▶ _THE PROBLEM_
In the forum post about finding integration limits, which of its two methods does the writer choose to use?

** Start READING PASSAGE **

Would you please advice if the way I analyse this problem is correct. The limits would be derived geometrically from the lines $y+x=3$, $y= -\frac{1}{2} x+1$ and $x+y=z$. Point A=(2z-2,2-z) where the $y= -\frac{1}{2} x+1$ crosses y+x=z

My understanding is that there would be two ways to solve this problem:

1) by finding the joint distribution function for $f_{X,Y}(x,y) = f_X(x)*f_Y(y)$ and then integrating the areas using double integrals

2) using the marginal $f_X(x)$ $f_Y(y)$ and applying the convolution concept. Is it correct to think that the convolution is represented here by the line x+y=z sliding from down left to upper right ?

I guess the first method seems to be more computational intensive so the convolution should be easier, therefore I am trying to solve it using the convolution.

** End READING PASSAGE **
** Start DATASET EXTRACT **

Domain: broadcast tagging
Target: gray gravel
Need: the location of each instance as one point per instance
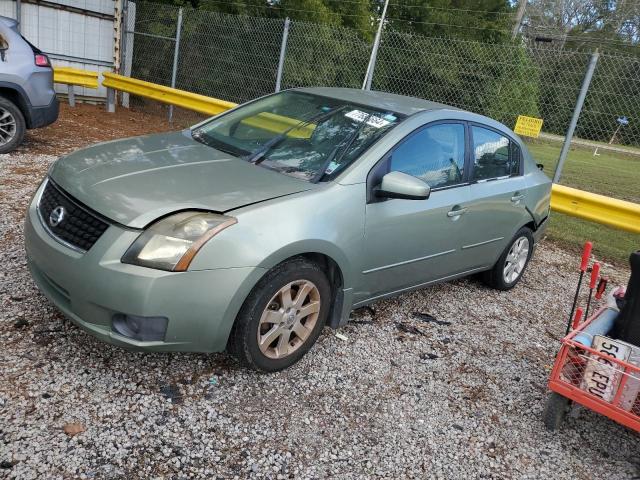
(400, 398)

** End DATASET EXTRACT **

▶ _EXERCISE SOLUTION_
The convolution method.